THE DATA:
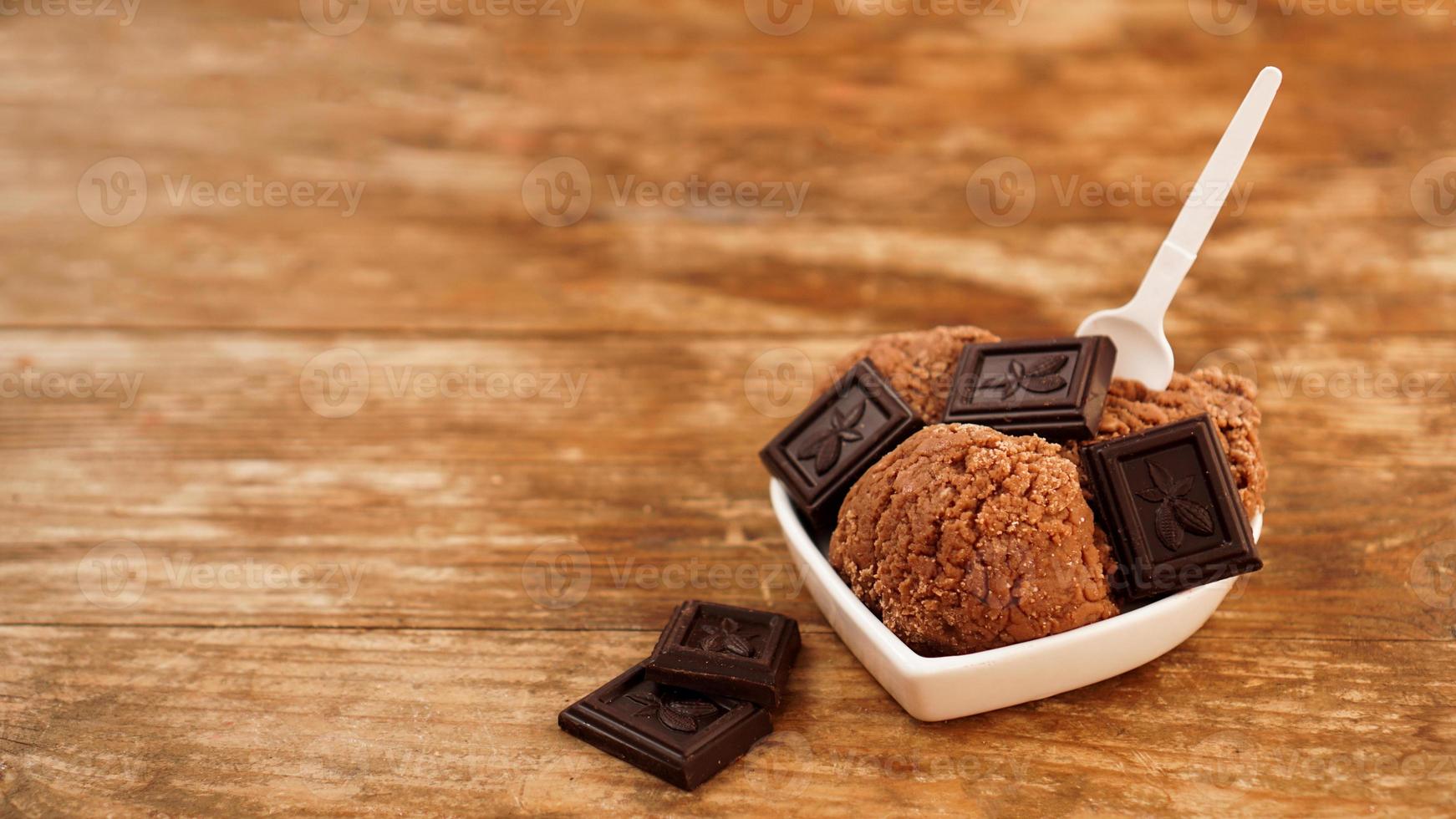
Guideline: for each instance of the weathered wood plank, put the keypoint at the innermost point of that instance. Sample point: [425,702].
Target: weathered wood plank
[418,510]
[135,720]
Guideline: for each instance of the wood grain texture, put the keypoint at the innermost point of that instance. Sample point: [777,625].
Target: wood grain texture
[355,616]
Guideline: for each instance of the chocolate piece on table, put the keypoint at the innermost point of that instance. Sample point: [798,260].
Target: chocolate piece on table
[680,736]
[823,451]
[1049,387]
[1169,508]
[727,650]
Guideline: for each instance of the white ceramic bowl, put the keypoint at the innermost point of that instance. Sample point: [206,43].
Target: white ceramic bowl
[944,689]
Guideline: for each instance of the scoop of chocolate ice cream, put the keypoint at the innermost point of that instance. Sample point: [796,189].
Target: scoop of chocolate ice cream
[965,538]
[1228,400]
[920,367]
[919,364]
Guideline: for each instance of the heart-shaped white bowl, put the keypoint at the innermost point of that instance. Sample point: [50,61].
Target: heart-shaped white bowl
[944,689]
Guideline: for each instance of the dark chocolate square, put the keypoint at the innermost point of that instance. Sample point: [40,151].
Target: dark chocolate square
[680,736]
[1169,508]
[727,650]
[823,451]
[1049,387]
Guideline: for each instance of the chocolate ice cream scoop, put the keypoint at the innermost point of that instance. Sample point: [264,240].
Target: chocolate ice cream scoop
[920,365]
[965,538]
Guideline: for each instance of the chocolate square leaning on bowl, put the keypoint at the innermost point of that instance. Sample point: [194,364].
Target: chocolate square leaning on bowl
[1050,387]
[823,451]
[727,650]
[680,736]
[1169,508]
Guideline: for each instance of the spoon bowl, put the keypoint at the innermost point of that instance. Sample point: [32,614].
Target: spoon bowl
[1143,353]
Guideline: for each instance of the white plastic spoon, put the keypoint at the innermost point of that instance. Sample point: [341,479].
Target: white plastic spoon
[1138,326]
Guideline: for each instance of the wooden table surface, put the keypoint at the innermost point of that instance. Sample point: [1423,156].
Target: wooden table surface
[329,510]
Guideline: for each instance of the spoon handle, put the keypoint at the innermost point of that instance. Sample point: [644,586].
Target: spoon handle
[1206,200]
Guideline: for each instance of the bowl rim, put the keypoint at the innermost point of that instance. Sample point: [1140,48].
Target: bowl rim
[910,662]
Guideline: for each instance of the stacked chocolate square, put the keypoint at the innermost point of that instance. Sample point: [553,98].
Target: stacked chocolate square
[700,700]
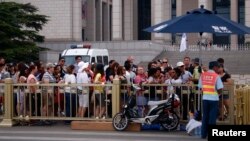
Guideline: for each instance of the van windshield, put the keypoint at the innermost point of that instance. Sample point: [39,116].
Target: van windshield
[70,60]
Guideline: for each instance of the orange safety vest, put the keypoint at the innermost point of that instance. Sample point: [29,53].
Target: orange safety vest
[208,83]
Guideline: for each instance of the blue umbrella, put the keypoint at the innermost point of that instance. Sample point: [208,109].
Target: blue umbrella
[198,21]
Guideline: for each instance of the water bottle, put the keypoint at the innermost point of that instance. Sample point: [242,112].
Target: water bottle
[197,131]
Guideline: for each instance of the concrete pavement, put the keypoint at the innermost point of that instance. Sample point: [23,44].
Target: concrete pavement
[65,133]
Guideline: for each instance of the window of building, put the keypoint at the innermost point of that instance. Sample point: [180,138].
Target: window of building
[173,15]
[223,9]
[144,19]
[241,19]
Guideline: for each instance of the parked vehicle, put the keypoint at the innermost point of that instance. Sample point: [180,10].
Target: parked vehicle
[88,54]
[160,112]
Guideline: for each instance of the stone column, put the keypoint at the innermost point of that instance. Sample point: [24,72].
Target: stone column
[128,19]
[160,11]
[234,17]
[247,18]
[76,20]
[106,19]
[117,20]
[208,4]
[90,28]
[98,17]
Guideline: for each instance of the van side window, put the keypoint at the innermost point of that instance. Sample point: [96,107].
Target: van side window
[92,59]
[99,59]
[105,60]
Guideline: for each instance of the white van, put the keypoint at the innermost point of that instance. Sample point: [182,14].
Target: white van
[88,55]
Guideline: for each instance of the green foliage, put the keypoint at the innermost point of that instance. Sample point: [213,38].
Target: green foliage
[19,31]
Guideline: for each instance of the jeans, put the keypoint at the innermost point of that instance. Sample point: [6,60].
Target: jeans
[210,110]
[70,104]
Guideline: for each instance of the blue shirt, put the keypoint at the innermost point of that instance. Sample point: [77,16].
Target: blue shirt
[218,85]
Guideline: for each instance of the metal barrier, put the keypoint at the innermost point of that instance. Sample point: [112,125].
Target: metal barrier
[41,105]
[242,107]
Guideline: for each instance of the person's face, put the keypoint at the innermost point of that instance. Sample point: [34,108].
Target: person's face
[182,68]
[140,70]
[216,69]
[186,61]
[220,70]
[79,59]
[172,73]
[62,61]
[165,62]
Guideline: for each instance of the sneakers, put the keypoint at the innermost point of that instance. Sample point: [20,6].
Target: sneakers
[104,117]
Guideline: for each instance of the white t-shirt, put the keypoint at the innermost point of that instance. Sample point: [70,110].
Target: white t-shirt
[82,78]
[70,79]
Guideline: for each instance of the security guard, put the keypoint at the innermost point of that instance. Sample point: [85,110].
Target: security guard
[211,86]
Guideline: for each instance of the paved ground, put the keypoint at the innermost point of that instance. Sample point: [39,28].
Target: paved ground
[62,132]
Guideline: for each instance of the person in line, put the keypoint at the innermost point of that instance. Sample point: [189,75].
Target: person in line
[224,98]
[211,85]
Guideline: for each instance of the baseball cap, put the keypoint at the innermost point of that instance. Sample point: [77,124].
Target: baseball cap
[214,64]
[82,66]
[50,65]
[179,64]
[196,60]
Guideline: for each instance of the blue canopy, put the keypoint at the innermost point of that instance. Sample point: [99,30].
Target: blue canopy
[200,20]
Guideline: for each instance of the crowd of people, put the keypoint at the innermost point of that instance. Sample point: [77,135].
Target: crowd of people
[186,71]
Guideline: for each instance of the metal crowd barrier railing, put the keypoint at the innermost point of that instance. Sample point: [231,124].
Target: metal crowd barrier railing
[242,106]
[20,104]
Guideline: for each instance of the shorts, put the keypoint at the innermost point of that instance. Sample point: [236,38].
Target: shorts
[83,100]
[20,97]
[225,95]
[100,99]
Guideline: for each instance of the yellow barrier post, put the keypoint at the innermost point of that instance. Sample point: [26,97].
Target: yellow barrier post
[116,96]
[231,89]
[8,104]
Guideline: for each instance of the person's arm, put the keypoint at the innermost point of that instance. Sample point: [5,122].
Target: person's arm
[219,86]
[97,78]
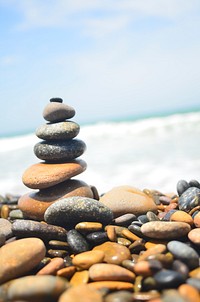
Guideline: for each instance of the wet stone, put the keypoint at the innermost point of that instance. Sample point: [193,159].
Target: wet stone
[30,228]
[56,112]
[5,228]
[182,186]
[185,253]
[114,253]
[77,242]
[165,230]
[168,279]
[14,263]
[36,288]
[68,212]
[58,131]
[59,151]
[189,199]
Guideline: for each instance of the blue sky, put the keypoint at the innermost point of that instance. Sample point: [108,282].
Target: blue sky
[106,58]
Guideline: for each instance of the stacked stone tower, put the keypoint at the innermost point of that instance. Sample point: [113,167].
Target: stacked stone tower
[58,150]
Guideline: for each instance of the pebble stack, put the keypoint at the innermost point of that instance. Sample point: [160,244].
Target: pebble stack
[129,246]
[59,151]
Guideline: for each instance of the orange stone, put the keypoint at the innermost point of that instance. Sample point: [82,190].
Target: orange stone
[81,293]
[52,267]
[115,253]
[125,199]
[182,217]
[33,205]
[110,272]
[86,259]
[45,175]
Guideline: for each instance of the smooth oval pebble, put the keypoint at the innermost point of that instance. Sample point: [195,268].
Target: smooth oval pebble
[58,131]
[29,228]
[77,242]
[125,199]
[19,257]
[194,236]
[56,112]
[168,279]
[86,259]
[59,151]
[68,212]
[184,253]
[81,293]
[37,288]
[110,272]
[6,228]
[45,175]
[114,253]
[165,229]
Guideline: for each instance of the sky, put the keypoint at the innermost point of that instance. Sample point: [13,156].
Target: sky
[105,58]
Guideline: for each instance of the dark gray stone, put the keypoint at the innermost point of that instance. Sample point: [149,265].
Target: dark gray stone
[57,112]
[77,242]
[57,151]
[30,228]
[168,279]
[67,212]
[184,253]
[58,131]
[189,199]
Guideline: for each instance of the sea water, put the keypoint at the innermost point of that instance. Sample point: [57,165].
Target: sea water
[153,153]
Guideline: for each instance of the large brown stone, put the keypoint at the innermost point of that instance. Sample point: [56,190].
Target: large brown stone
[33,205]
[44,175]
[125,199]
[19,257]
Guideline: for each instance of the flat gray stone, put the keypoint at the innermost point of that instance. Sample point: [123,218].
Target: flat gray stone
[59,150]
[58,131]
[69,211]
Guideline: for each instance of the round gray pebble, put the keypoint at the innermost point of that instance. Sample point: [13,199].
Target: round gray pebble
[58,131]
[67,212]
[59,150]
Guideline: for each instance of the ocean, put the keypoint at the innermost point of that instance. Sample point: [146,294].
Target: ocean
[153,152]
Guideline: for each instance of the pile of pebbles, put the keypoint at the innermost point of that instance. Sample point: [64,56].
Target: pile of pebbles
[130,245]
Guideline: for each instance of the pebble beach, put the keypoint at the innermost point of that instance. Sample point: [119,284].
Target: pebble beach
[67,241]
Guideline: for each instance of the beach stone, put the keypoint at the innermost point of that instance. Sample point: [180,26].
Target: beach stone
[45,175]
[77,242]
[120,296]
[19,257]
[184,253]
[182,216]
[125,199]
[197,220]
[69,211]
[165,229]
[168,279]
[190,293]
[58,131]
[114,252]
[189,199]
[30,228]
[56,112]
[52,267]
[86,259]
[182,186]
[37,288]
[34,204]
[59,151]
[6,228]
[110,272]
[194,236]
[81,293]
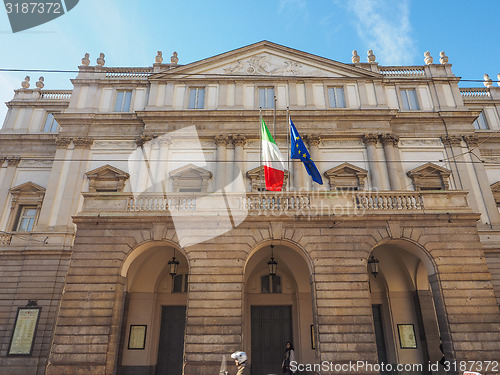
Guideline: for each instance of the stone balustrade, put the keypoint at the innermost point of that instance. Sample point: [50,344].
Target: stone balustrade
[278,203]
[402,71]
[55,94]
[128,72]
[475,93]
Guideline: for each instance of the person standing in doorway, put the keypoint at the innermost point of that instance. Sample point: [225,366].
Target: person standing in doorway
[289,357]
[240,359]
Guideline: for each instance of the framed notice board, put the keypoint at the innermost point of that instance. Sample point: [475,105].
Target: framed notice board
[23,335]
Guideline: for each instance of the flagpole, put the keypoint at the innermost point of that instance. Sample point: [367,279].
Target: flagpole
[288,141]
[260,148]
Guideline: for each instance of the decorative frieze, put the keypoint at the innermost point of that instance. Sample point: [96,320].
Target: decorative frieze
[420,143]
[85,142]
[62,142]
[239,140]
[370,139]
[472,140]
[452,140]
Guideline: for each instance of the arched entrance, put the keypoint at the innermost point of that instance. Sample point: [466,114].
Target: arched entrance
[277,308]
[404,313]
[155,311]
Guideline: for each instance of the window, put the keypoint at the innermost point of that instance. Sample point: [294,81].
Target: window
[51,124]
[409,98]
[266,97]
[270,284]
[196,98]
[180,284]
[123,99]
[27,217]
[336,97]
[480,122]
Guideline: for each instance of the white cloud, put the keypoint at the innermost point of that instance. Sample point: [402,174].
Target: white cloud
[385,27]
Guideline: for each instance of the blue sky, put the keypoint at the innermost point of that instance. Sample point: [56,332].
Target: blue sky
[130,32]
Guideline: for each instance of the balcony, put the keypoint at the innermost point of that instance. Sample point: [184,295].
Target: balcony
[338,203]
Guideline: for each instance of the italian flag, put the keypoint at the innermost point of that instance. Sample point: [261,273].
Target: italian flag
[274,165]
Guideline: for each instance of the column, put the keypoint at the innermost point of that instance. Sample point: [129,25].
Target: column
[220,170]
[394,167]
[313,141]
[483,181]
[70,195]
[7,175]
[239,163]
[370,141]
[56,182]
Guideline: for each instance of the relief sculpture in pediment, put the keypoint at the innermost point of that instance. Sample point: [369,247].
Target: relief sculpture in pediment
[261,65]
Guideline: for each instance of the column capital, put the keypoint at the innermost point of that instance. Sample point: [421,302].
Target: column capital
[312,139]
[452,140]
[84,142]
[141,140]
[13,161]
[239,140]
[472,140]
[62,142]
[370,139]
[389,139]
[221,140]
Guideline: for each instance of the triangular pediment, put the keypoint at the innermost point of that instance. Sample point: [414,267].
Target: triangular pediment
[429,169]
[346,169]
[267,59]
[107,171]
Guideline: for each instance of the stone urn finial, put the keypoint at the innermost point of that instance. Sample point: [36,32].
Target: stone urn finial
[428,58]
[86,60]
[444,59]
[40,84]
[487,81]
[174,59]
[26,83]
[371,56]
[159,58]
[100,60]
[355,57]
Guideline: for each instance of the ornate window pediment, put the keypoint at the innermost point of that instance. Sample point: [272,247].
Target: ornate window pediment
[346,176]
[257,182]
[190,178]
[430,177]
[25,207]
[106,178]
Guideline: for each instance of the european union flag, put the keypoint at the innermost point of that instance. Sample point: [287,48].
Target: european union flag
[299,151]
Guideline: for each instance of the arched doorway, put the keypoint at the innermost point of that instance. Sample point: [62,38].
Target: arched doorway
[277,308]
[404,313]
[155,311]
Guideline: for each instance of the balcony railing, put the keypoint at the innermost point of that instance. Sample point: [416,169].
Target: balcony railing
[402,71]
[55,94]
[475,93]
[128,72]
[278,203]
[5,239]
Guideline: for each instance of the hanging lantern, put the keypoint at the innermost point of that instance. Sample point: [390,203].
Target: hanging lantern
[272,264]
[172,266]
[373,263]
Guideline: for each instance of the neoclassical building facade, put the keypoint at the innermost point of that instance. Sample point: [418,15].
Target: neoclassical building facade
[136,235]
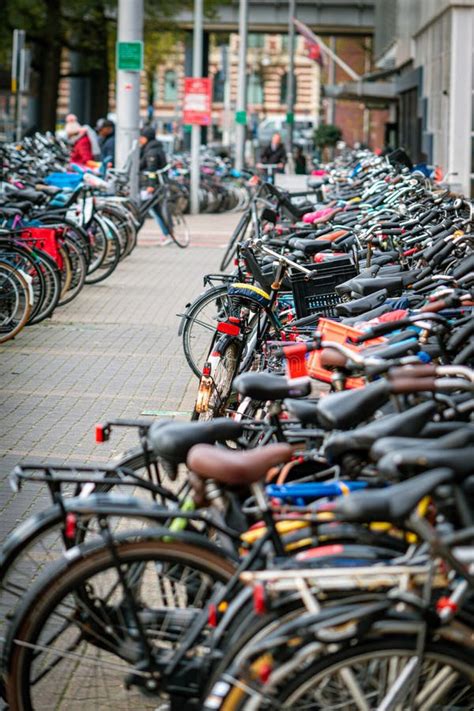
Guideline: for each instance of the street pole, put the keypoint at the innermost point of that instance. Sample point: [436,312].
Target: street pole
[17,53]
[290,86]
[241,108]
[130,30]
[331,113]
[196,130]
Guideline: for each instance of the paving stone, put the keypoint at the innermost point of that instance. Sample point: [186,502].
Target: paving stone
[113,352]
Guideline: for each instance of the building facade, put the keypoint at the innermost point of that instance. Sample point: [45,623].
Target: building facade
[425,49]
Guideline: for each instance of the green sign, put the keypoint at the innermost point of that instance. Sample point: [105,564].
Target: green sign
[130,56]
[241,117]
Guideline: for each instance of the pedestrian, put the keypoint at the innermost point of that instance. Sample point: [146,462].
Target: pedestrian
[94,141]
[81,149]
[152,155]
[300,161]
[105,129]
[274,153]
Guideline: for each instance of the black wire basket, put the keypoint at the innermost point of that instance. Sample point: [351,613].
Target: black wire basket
[317,294]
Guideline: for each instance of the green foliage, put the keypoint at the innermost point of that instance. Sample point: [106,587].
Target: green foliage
[327,135]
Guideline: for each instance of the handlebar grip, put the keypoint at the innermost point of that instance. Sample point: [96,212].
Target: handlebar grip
[427,370]
[438,229]
[405,385]
[428,217]
[330,358]
[381,329]
[434,306]
[443,253]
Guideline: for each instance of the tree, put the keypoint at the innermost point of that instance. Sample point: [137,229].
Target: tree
[87,28]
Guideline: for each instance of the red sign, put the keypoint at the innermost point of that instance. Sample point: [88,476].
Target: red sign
[197,101]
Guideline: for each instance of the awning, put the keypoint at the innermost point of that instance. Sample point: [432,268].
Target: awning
[373,91]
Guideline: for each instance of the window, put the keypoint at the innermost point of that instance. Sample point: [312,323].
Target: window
[255,89]
[171,86]
[218,87]
[255,41]
[284,89]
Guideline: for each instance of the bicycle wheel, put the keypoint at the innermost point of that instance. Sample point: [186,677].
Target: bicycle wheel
[111,256]
[23,260]
[65,270]
[79,270]
[52,279]
[237,237]
[39,541]
[366,674]
[76,642]
[199,325]
[222,375]
[179,230]
[15,302]
[360,678]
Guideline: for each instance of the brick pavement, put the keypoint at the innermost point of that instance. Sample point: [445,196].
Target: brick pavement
[113,352]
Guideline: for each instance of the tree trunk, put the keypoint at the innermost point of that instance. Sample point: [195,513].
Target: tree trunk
[50,67]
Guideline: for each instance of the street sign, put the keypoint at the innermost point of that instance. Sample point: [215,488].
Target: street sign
[197,101]
[130,56]
[241,117]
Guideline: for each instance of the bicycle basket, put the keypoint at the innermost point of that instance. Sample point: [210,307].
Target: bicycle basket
[318,294]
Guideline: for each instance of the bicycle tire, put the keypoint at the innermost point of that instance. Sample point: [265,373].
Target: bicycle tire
[193,317]
[179,230]
[12,276]
[79,271]
[222,377]
[111,256]
[62,582]
[290,692]
[20,257]
[53,286]
[443,654]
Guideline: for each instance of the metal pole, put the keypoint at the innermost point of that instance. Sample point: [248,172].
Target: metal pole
[196,130]
[18,48]
[331,115]
[290,86]
[241,108]
[130,29]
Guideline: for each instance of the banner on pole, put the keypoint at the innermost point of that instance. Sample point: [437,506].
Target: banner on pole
[197,101]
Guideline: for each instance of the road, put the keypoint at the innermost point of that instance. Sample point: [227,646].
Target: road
[113,352]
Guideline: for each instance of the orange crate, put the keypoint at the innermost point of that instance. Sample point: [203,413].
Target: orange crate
[339,333]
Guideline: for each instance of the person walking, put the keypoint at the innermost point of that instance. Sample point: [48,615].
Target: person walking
[274,153]
[299,160]
[152,155]
[81,149]
[105,129]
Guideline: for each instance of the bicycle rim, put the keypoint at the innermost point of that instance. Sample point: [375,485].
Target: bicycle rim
[74,645]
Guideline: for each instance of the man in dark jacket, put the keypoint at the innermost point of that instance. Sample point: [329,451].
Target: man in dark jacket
[152,155]
[274,153]
[105,129]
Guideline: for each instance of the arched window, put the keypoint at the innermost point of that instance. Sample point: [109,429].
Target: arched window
[171,86]
[218,87]
[255,89]
[284,89]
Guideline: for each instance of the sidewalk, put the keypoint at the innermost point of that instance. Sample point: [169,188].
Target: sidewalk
[113,352]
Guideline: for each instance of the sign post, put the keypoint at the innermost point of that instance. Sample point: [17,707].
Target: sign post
[241,109]
[196,102]
[129,57]
[17,85]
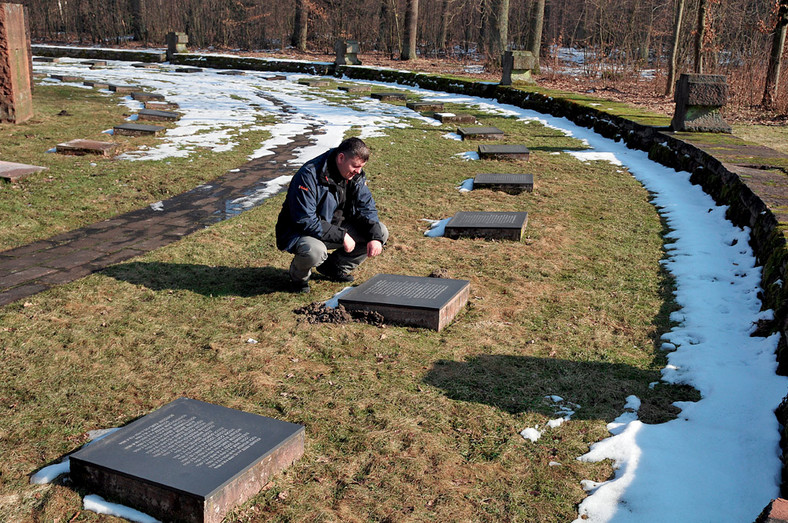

WORK REQUIRED: Scan the entries above for the line containing "Guideline: for each instance of the chocolate piece", and copy it and all lines after it exactly, down to and including the line containing "Guideline: for each instance of the dark chocolate".

EXERCISE ANSWER:
Guideline: for each instance of the chocolate piece on table, put the keypoint at the innermost point of that instance. Sample point: [798,260].
Target: chocolate piece on table
[680,736]
[823,451]
[1049,387]
[1169,508]
[727,650]
Guideline: for each instance of the white ceramic bowl, put the keypoint at the innermost point of that instance. Sample point: [206,43].
Target: white ceramic bowl
[944,689]
Guideline: for each instance of the scoop of chocolate ice cream, put the keypoint at the innermost point of that instance. Sample point: [796,189].
Target: scoop of chocolate ice cream
[965,538]
[1228,400]
[920,367]
[919,364]
Guideline: for each instance of the heart-shaped white bowl, put the keypoint at the innermost point of that instance. Sample point: [50,61].
Target: heart-shaped white bowl
[944,689]
Guideline: for each instance of the dark chocolate square, put the keypoint at the innermost point of that instance. Sample point: [40,151].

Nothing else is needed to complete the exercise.